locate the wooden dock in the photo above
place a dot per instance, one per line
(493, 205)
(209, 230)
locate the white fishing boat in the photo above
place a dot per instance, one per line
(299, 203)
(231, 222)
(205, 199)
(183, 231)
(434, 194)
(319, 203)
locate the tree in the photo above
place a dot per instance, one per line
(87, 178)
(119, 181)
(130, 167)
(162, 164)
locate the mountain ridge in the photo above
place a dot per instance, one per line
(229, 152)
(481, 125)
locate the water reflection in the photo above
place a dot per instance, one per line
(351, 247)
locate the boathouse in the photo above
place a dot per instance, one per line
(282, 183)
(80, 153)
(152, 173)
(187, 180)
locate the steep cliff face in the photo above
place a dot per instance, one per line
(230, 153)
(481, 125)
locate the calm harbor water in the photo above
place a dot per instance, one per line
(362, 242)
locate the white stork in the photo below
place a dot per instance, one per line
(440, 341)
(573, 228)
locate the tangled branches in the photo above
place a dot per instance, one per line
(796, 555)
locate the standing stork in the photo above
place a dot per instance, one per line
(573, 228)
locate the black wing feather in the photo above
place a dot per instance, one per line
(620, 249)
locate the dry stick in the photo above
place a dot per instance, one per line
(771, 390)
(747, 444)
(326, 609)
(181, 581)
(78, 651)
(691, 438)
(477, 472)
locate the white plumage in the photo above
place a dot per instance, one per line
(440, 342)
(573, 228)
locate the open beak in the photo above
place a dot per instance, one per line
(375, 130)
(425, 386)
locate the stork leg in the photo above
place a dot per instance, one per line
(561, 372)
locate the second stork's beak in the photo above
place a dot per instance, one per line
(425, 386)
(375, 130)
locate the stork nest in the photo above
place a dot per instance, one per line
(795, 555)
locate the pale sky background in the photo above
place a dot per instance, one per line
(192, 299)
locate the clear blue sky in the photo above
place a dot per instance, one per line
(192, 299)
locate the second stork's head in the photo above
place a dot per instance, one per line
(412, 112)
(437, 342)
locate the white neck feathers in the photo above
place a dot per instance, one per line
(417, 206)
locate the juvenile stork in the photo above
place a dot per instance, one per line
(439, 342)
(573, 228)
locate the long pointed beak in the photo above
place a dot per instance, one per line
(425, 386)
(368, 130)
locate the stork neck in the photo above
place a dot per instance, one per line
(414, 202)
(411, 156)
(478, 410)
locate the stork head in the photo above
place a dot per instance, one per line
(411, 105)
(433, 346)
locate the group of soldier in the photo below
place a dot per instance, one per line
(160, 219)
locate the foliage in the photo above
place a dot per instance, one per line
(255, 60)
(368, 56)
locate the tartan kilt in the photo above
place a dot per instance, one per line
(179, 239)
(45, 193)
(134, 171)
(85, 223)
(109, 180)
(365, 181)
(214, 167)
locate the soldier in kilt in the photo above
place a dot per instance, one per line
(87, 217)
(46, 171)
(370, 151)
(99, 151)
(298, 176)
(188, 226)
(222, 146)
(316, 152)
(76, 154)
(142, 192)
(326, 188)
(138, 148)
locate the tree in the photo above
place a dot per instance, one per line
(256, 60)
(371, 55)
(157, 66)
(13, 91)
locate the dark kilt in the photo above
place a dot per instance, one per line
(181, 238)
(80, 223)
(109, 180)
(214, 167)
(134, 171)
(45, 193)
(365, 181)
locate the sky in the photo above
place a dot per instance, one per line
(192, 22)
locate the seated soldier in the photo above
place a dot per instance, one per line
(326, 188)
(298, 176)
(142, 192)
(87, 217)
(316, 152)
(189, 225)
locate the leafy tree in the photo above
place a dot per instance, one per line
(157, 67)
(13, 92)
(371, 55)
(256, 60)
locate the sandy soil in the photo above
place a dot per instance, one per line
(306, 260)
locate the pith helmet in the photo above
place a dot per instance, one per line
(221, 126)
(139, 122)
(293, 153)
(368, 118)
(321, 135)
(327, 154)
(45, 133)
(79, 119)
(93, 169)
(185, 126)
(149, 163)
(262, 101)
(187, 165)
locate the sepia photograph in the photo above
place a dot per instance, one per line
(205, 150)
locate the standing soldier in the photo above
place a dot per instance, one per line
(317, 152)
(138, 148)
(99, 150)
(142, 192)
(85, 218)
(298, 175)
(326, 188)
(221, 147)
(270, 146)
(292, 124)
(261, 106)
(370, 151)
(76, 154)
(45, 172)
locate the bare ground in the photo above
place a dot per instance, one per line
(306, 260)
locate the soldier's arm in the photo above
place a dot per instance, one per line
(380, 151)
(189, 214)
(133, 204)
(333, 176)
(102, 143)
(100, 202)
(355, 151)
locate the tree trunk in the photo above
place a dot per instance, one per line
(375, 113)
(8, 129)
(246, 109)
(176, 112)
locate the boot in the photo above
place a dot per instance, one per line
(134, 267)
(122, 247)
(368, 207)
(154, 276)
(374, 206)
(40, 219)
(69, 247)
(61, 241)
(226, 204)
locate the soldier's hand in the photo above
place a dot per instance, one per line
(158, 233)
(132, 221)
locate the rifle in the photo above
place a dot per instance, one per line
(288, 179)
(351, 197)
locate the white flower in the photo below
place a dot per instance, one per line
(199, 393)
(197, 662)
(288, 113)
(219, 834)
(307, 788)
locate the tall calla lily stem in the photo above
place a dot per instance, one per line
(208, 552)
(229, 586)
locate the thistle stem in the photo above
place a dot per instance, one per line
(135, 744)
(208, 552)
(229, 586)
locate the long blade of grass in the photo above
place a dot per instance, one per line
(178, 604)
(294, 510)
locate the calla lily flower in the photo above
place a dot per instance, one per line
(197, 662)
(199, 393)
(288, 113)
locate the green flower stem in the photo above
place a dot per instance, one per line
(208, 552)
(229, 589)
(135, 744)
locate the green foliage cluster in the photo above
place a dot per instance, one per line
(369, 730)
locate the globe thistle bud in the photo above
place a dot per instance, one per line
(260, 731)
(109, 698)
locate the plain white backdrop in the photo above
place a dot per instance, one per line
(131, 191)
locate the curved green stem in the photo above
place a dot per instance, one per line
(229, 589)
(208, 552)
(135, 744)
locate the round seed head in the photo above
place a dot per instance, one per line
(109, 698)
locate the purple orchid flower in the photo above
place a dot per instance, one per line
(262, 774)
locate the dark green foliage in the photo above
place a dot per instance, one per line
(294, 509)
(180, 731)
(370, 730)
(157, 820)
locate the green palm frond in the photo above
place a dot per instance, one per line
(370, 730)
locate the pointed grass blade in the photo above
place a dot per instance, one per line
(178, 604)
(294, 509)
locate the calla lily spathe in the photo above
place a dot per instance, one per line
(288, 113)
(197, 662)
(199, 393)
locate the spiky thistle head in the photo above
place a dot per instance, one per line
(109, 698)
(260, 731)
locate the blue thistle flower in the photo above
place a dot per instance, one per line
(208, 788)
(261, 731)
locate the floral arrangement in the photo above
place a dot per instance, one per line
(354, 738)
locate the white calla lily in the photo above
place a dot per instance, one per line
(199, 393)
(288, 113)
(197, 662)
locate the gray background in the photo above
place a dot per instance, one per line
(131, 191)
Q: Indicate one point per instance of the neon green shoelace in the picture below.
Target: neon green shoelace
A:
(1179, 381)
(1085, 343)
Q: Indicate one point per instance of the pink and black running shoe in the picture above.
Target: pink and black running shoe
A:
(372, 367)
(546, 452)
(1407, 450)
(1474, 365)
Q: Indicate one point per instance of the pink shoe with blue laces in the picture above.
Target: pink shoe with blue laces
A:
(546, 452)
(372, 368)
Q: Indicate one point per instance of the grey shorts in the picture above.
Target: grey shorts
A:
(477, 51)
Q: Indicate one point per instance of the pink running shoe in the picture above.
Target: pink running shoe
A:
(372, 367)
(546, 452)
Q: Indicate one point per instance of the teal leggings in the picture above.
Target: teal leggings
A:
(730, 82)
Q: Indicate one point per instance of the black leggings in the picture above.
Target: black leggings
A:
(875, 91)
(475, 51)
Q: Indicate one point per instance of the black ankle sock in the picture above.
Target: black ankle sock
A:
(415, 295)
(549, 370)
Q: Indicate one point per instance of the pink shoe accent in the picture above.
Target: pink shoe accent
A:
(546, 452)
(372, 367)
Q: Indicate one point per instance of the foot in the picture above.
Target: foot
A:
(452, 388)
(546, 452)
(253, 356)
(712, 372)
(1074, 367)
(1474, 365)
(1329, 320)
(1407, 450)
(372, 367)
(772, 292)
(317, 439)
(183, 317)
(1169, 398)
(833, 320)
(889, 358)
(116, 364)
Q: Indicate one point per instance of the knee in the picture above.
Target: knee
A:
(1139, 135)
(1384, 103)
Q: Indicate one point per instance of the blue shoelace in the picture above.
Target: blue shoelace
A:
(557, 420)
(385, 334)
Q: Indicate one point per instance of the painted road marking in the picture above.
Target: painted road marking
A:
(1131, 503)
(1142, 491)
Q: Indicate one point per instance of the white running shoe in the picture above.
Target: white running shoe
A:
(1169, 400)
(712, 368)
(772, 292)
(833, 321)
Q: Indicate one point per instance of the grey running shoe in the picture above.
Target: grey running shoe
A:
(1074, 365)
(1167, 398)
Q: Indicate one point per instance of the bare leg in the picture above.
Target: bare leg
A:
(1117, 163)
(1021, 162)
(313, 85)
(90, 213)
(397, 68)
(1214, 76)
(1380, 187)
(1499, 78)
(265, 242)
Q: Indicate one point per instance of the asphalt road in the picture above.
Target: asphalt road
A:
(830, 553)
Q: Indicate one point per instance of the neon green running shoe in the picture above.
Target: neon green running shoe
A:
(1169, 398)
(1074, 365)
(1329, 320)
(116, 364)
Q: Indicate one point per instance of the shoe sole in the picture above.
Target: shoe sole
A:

Task objective: Everything from the first line of the data through the line holding "locate the boathouse in the photo above" should be output exactly, and no other lines.

Solved problem:
locate the wooden dock in the photo above
place a dot per instance, one per line
(493, 205)
(209, 230)
locate the white fishing boat in the photo above
place a dot per instance, one per line
(299, 203)
(231, 222)
(205, 199)
(183, 231)
(434, 194)
(319, 203)
locate the tree in the photo above
place a dot per instance, one per line
(87, 178)
(119, 181)
(130, 167)
(162, 164)
locate the mountain ridge in the photo above
place a dot per instance, one per line
(229, 152)
(481, 125)
locate the water reflection in the photo above
place a dot per instance, one per line
(351, 247)
locate the boathouse in the photo above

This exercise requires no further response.